— start of RECORDS FOR THIS EXERCISE —

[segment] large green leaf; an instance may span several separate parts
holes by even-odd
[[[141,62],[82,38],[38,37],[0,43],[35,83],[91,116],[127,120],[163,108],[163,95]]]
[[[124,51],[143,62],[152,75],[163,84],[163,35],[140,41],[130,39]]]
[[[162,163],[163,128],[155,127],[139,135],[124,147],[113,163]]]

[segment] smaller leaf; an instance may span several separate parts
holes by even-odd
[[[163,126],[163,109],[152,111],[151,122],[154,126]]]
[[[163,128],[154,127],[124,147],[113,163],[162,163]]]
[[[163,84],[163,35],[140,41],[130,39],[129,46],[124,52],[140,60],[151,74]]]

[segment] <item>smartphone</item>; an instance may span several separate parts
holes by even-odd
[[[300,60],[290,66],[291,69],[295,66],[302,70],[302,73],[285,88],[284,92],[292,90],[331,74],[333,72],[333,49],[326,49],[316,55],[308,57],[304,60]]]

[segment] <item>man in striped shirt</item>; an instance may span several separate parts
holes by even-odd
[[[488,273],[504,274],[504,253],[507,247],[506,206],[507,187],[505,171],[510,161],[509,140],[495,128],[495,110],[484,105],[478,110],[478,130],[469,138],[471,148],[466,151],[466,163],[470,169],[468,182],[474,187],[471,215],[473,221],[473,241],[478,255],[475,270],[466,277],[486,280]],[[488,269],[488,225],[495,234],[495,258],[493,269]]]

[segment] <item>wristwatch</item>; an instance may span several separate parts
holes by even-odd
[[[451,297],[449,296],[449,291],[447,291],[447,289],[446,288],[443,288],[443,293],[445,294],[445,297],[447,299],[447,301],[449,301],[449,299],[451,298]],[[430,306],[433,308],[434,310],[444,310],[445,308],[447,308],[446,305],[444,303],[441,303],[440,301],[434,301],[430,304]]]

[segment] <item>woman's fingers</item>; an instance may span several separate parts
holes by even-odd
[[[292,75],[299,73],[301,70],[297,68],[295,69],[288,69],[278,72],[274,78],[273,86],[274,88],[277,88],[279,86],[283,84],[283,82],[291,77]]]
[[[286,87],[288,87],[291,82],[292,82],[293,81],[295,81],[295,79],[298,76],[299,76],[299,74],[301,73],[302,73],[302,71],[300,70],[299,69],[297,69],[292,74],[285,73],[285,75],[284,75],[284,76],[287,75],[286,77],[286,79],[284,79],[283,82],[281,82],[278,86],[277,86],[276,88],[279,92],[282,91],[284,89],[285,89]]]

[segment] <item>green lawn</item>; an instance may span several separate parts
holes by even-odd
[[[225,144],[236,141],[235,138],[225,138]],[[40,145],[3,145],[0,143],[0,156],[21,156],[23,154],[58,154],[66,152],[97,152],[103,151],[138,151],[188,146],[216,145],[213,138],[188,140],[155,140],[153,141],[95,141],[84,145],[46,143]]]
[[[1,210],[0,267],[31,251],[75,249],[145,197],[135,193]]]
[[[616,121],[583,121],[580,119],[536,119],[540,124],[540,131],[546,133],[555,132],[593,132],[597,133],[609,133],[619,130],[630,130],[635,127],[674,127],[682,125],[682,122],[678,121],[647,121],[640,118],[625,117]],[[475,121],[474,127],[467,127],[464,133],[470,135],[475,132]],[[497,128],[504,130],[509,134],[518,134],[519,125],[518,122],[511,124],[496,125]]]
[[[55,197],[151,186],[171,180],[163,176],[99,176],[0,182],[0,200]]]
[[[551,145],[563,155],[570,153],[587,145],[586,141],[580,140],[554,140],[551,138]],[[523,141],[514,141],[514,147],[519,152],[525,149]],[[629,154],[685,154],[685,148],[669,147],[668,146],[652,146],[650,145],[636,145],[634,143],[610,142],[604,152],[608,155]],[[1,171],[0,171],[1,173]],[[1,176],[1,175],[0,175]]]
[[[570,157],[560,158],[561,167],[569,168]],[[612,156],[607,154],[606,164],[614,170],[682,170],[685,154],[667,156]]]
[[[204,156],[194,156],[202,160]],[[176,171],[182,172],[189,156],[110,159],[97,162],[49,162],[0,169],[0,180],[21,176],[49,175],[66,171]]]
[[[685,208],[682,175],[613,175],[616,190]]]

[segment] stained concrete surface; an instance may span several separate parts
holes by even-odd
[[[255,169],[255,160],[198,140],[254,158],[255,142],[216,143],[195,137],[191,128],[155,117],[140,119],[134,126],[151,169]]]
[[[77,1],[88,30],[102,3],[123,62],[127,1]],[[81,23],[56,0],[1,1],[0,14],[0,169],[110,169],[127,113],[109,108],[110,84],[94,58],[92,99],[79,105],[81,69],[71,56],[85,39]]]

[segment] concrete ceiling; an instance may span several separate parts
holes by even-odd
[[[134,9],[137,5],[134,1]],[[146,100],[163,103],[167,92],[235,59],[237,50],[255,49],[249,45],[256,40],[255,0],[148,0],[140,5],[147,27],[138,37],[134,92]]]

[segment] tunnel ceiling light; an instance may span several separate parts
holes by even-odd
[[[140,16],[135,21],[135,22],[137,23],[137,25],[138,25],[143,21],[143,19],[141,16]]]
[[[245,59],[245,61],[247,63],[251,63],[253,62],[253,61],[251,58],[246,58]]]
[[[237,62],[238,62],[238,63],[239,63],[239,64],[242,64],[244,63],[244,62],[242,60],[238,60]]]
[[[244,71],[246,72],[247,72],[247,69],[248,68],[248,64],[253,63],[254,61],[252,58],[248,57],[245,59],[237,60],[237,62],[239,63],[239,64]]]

— end of RECORDS FOR THIS EXERCISE —

Substitute "disjoint parts" for every occurrence of "separate parts" in the items above and reproduce them with nothing else altered.

*TASK ANSWER*
[segment] large green leaf; an instance may span several disjoint parts
holes by even-odd
[[[141,62],[82,38],[38,37],[0,43],[35,83],[91,116],[127,120],[163,108],[163,95]]]
[[[124,51],[143,62],[152,75],[163,84],[163,35],[140,41],[130,39]]]
[[[162,163],[163,128],[155,127],[139,135],[124,147],[113,163]]]

[segment] smaller leaf; an instance may span several disjoint parts
holes by even-odd
[[[163,126],[163,109],[152,111],[151,122],[154,126]]]
[[[163,128],[154,127],[124,147],[113,163],[162,163]]]
[[[163,84],[163,35],[140,41],[130,39],[129,46],[124,52],[140,60],[151,74]]]

[segment] <item>smartphone</item>; an instance may span several disjoint parts
holes by even-odd
[[[300,60],[290,66],[291,69],[295,66],[302,70],[302,73],[285,88],[284,92],[292,90],[331,74],[333,72],[333,49],[326,49],[316,55],[308,57],[304,60]]]

[segment] <item>man in striped shirt</item>; an instance may span several disjoint parts
holes by even-odd
[[[488,273],[504,274],[504,253],[507,247],[506,206],[507,187],[505,171],[510,161],[509,140],[495,128],[495,110],[484,105],[478,110],[478,130],[469,138],[471,148],[466,151],[466,163],[470,169],[468,182],[474,187],[471,215],[473,221],[473,241],[478,255],[475,270],[466,277],[486,280]],[[488,269],[488,225],[495,234],[495,258],[493,269]]]

[segment] <item>wristwatch</item>; an instance may span several disjoint parts
holes by even-odd
[[[451,297],[449,296],[449,291],[447,291],[447,289],[446,288],[443,288],[443,293],[445,294],[445,297],[447,299],[447,301],[449,301],[449,299],[451,298]],[[430,306],[433,308],[434,310],[444,310],[445,308],[447,308],[446,305],[444,303],[441,303],[440,301],[434,301],[430,304]]]

[segment] <item>woman's fingers</item>; an instance may span several disjoint parts
holes by even-odd
[[[292,75],[299,73],[301,70],[297,68],[295,69],[288,69],[278,72],[274,78],[273,86],[274,88],[277,88],[279,86],[283,84],[283,82],[291,77]]]
[[[286,87],[288,87],[291,82],[292,82],[293,81],[295,81],[295,79],[298,76],[299,76],[299,74],[301,73],[302,73],[302,71],[300,70],[299,69],[297,69],[292,74],[285,73],[285,75],[284,75],[284,76],[287,75],[286,77],[286,79],[284,79],[283,82],[281,82],[278,86],[277,86],[276,88],[279,92],[282,91],[284,89],[285,89]]]

[segment] <item>green lawn</item>; an instance may span several disjoint parts
holes by even-odd
[[[225,144],[236,141],[235,138],[225,138]],[[40,145],[3,145],[0,143],[0,156],[21,156],[23,154],[58,154],[66,152],[97,152],[103,151],[138,151],[188,146],[216,145],[213,138],[188,140],[155,140],[153,141],[95,141],[84,145],[46,143]]]
[[[1,210],[0,267],[31,251],[75,249],[145,197],[135,193]]]
[[[616,121],[583,121],[580,119],[536,119],[540,124],[540,131],[546,133],[555,132],[593,132],[597,133],[609,133],[619,130],[630,130],[635,127],[674,127],[682,125],[682,122],[678,121],[647,121],[640,118],[625,117]],[[475,121],[474,127],[467,127],[464,133],[470,135],[475,132]],[[497,128],[504,130],[509,134],[518,134],[519,125],[518,122],[511,124],[496,125]]]
[[[55,197],[151,186],[171,180],[163,176],[99,176],[0,182],[0,200]]]
[[[551,145],[563,155],[570,153],[587,145],[586,141],[580,140],[554,140],[551,138]],[[523,141],[514,141],[514,147],[519,152],[525,149]],[[629,154],[685,154],[685,148],[669,147],[668,146],[652,146],[650,145],[636,145],[634,143],[610,142],[604,152],[608,155]],[[1,171],[0,171],[1,173]],[[1,176],[1,175],[0,175]]]
[[[570,157],[560,158],[561,167],[569,168]],[[612,156],[607,154],[606,164],[614,170],[682,170],[685,154],[667,156]]]
[[[204,156],[194,156],[202,160]],[[176,171],[182,172],[189,156],[110,159],[97,162],[49,162],[0,169],[0,180],[21,176],[49,175],[66,171]]]
[[[685,208],[682,175],[613,175],[616,190]]]

[segment] stained concrete surface; an instance may span several disjoint parts
holes by even-odd
[[[255,169],[255,160],[198,140],[254,158],[255,142],[216,143],[195,137],[191,128],[155,117],[140,119],[134,126],[151,169]]]
[[[77,1],[88,30],[102,3],[123,62],[127,1]],[[81,23],[56,0],[1,1],[0,14],[0,169],[110,169],[127,113],[109,108],[110,84],[94,58],[92,99],[79,105],[81,69],[71,56],[85,39]]]

[segment] concrete ceiling; an instance may span several disjoint parts
holes by even-odd
[[[134,9],[137,5],[134,1]],[[146,100],[163,103],[167,92],[235,59],[237,50],[255,49],[249,45],[256,40],[255,0],[148,0],[140,5],[147,27],[138,37],[134,92]]]

[segment] tunnel ceiling light; an instance may span several disjoint parts
holes by even-odd
[[[140,16],[135,21],[135,22],[137,23],[137,25],[138,25],[143,21],[143,19],[141,16]]]
[[[245,59],[245,61],[247,63],[251,63],[253,62],[253,61],[251,58],[246,58]]]
[[[237,62],[238,62],[238,63],[239,63],[239,64],[242,64],[244,63],[244,62],[242,60],[238,60]]]
[[[244,71],[246,72],[247,72],[247,69],[248,68],[248,64],[253,63],[254,61],[252,58],[248,57],[245,59],[237,60],[237,62],[239,63],[239,64]]]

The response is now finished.